*Exercise requirements*
Take the entries below and print only the lines from the one with "like (57, 69)." through the one with "like (134, 65).", exactly as they stand, both ends included.

╭──

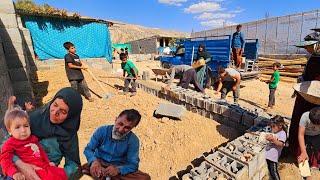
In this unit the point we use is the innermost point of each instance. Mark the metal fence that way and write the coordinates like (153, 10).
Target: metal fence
(276, 35)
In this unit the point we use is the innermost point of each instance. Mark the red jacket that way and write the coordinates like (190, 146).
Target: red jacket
(28, 151)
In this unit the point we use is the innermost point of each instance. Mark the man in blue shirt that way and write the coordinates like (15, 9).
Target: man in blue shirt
(237, 45)
(113, 150)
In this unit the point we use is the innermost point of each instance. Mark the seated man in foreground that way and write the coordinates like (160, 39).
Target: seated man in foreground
(113, 150)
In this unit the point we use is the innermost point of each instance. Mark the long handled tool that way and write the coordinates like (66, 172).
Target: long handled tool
(106, 95)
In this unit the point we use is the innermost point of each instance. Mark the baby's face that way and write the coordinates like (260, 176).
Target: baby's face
(20, 128)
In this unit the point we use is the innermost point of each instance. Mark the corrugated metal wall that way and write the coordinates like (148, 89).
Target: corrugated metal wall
(276, 35)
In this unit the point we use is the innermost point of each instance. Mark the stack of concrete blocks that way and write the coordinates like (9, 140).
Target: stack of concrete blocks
(15, 52)
(229, 160)
(206, 171)
(229, 165)
(196, 102)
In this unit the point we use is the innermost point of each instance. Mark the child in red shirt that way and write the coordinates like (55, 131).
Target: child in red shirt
(27, 148)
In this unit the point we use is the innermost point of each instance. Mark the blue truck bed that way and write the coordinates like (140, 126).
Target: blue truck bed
(218, 46)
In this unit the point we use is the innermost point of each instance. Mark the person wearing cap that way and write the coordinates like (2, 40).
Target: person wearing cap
(203, 57)
(237, 46)
(311, 73)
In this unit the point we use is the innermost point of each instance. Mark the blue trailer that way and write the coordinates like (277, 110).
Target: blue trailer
(218, 46)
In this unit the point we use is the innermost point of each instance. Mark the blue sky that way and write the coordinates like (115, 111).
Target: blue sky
(184, 15)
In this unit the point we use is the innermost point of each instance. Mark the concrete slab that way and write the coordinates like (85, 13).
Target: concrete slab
(170, 110)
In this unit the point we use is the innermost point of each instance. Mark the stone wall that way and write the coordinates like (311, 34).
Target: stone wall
(16, 61)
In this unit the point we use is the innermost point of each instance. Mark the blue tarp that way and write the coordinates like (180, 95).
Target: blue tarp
(91, 39)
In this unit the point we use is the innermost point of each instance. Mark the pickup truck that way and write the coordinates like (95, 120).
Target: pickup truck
(220, 49)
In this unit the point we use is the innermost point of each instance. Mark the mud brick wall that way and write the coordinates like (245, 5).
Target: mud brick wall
(15, 65)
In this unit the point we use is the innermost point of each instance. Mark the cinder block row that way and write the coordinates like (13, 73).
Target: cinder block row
(229, 165)
(248, 118)
(6, 6)
(206, 171)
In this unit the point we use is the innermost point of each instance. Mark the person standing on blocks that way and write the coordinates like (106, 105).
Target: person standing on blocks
(237, 46)
(229, 80)
(73, 67)
(113, 150)
(132, 74)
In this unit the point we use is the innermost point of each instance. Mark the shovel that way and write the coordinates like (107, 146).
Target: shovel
(106, 95)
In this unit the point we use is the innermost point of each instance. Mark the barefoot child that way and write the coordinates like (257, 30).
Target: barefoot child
(132, 74)
(308, 136)
(73, 67)
(27, 148)
(275, 145)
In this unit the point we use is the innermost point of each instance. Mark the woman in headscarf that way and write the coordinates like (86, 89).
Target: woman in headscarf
(311, 73)
(56, 126)
(203, 70)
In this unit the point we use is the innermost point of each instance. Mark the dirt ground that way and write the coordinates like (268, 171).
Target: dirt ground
(166, 146)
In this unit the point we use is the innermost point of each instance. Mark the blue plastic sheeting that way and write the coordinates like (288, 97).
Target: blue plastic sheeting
(91, 39)
(219, 47)
(251, 49)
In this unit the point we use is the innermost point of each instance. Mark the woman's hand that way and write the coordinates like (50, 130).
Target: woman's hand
(303, 156)
(18, 176)
(111, 171)
(29, 106)
(29, 171)
(270, 137)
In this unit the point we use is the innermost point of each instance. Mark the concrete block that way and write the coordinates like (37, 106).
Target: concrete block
(236, 115)
(10, 35)
(6, 6)
(170, 110)
(18, 74)
(229, 165)
(248, 119)
(239, 154)
(146, 75)
(200, 102)
(207, 171)
(8, 20)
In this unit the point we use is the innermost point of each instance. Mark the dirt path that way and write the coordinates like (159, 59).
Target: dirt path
(166, 146)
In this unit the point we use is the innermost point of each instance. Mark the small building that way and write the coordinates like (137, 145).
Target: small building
(151, 44)
(90, 36)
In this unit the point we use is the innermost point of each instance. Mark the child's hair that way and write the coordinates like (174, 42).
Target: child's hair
(221, 70)
(122, 56)
(314, 115)
(277, 64)
(68, 45)
(132, 115)
(11, 114)
(279, 121)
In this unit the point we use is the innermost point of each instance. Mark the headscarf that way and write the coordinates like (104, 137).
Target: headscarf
(66, 132)
(203, 54)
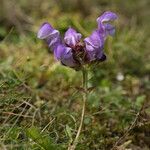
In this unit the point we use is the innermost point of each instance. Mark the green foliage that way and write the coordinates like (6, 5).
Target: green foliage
(43, 140)
(37, 92)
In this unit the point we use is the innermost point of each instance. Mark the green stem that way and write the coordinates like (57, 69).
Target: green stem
(85, 87)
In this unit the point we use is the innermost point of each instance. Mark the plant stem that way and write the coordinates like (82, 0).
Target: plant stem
(85, 87)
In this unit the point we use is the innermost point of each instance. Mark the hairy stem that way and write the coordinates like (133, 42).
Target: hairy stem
(85, 87)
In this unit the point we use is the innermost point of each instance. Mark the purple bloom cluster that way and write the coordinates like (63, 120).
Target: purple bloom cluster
(73, 52)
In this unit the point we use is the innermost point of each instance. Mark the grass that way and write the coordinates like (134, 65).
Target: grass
(40, 101)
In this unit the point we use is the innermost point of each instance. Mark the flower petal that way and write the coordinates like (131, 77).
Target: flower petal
(104, 27)
(72, 37)
(64, 54)
(48, 33)
(107, 16)
(94, 45)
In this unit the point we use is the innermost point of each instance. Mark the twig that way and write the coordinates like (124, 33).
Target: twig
(85, 80)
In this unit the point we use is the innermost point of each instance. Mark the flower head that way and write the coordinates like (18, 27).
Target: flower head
(73, 52)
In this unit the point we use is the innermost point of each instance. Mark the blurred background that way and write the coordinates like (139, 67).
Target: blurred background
(36, 90)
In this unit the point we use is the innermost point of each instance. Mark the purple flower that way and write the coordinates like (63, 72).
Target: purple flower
(94, 45)
(71, 51)
(72, 37)
(104, 27)
(95, 42)
(48, 33)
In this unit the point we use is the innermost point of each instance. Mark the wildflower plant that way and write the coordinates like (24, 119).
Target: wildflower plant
(78, 54)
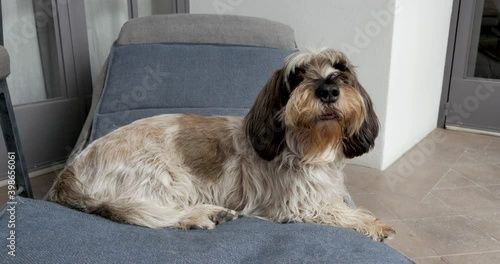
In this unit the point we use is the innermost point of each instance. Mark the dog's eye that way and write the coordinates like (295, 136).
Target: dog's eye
(339, 66)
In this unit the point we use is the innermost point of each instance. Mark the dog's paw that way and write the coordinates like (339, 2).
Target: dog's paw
(223, 216)
(380, 231)
(207, 217)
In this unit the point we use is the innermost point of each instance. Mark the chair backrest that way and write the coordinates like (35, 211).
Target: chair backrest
(200, 64)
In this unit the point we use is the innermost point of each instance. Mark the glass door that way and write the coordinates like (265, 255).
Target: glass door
(57, 47)
(50, 77)
(474, 95)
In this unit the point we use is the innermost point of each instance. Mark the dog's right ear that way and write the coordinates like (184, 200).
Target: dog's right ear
(263, 125)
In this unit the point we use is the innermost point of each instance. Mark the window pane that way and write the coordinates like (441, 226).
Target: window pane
(104, 21)
(484, 59)
(30, 38)
(154, 7)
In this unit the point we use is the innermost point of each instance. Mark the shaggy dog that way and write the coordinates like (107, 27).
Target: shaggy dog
(282, 162)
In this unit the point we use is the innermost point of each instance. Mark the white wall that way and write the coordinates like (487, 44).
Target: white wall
(416, 77)
(364, 30)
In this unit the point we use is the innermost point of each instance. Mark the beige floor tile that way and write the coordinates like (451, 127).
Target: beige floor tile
(489, 223)
(453, 179)
(452, 235)
(370, 202)
(483, 258)
(434, 260)
(486, 156)
(484, 174)
(413, 181)
(495, 143)
(358, 177)
(469, 201)
(407, 208)
(467, 140)
(493, 189)
(407, 242)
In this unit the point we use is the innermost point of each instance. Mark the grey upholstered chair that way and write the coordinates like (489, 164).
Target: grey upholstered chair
(202, 64)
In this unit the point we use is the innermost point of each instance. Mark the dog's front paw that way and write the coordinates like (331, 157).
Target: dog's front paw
(379, 231)
(206, 217)
(223, 216)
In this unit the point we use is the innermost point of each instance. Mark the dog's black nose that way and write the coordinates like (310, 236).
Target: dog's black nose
(328, 93)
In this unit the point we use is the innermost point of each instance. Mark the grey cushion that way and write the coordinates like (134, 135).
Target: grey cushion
(4, 63)
(150, 79)
(49, 233)
(201, 28)
(193, 29)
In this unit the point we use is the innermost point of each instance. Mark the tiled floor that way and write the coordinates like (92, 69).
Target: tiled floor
(443, 198)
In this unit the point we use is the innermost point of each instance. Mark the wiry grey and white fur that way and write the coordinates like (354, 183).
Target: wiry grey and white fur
(282, 162)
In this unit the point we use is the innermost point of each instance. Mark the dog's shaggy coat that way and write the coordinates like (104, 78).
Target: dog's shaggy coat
(282, 162)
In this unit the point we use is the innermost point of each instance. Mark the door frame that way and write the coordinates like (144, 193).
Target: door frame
(448, 69)
(462, 43)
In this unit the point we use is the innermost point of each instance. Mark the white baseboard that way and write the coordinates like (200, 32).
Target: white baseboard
(475, 131)
(37, 173)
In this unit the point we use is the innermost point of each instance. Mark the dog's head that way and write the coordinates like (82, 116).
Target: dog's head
(313, 103)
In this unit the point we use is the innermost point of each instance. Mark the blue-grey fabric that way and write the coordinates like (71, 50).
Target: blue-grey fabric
(207, 28)
(150, 79)
(193, 29)
(4, 63)
(49, 233)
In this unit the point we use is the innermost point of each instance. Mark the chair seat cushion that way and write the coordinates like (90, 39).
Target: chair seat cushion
(49, 233)
(151, 79)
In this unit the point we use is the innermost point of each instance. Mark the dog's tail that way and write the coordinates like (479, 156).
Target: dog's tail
(68, 191)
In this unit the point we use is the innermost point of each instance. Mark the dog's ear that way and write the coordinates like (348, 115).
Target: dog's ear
(364, 139)
(263, 124)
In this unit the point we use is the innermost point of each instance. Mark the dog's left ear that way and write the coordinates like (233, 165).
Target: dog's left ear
(363, 140)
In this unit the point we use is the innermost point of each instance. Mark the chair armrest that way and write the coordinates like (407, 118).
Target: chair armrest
(4, 63)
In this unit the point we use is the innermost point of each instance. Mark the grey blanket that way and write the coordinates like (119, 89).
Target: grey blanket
(49, 233)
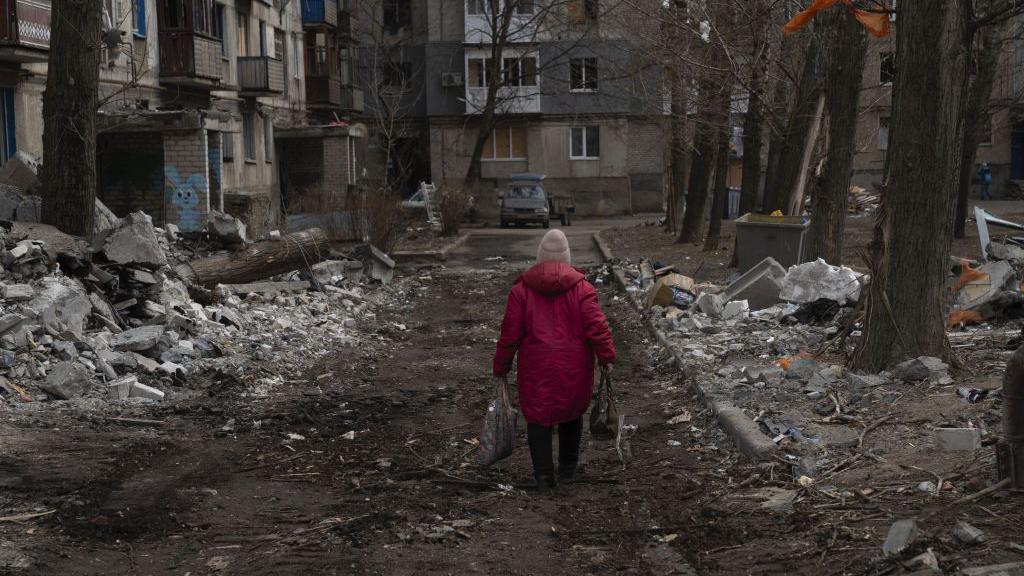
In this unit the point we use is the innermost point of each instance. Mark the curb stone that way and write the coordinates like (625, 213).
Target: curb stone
(743, 432)
(441, 255)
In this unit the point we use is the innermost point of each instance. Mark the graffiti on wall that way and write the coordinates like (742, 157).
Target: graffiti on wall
(182, 198)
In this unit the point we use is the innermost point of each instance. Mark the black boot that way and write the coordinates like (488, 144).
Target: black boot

╰──

*Output of the task*
In this unit the point we use is the innermost point of each instance. Mark the green stem that way and write the coordinates like (57, 69).
Target: green stem
(85, 87)
In this unit the point we use is the innermost point of each instance. Mark the plant stem that way and write the coordinates like (82, 0).
Target: plant stem
(85, 87)
In this unit the point we use is the innermost point of each instance. Mark the hairy stem that way and write the coordinates like (133, 42).
Target: hairy stem
(85, 87)
In this unit the point we use is the innermost point of each instance. Mark the purple bloom cluster that way and write the coordinates like (63, 120).
Target: purple bloom cluster
(73, 52)
In this unit the point we use is the innermost point of each instance. Mark the grass that way and write the coordinates like (134, 65).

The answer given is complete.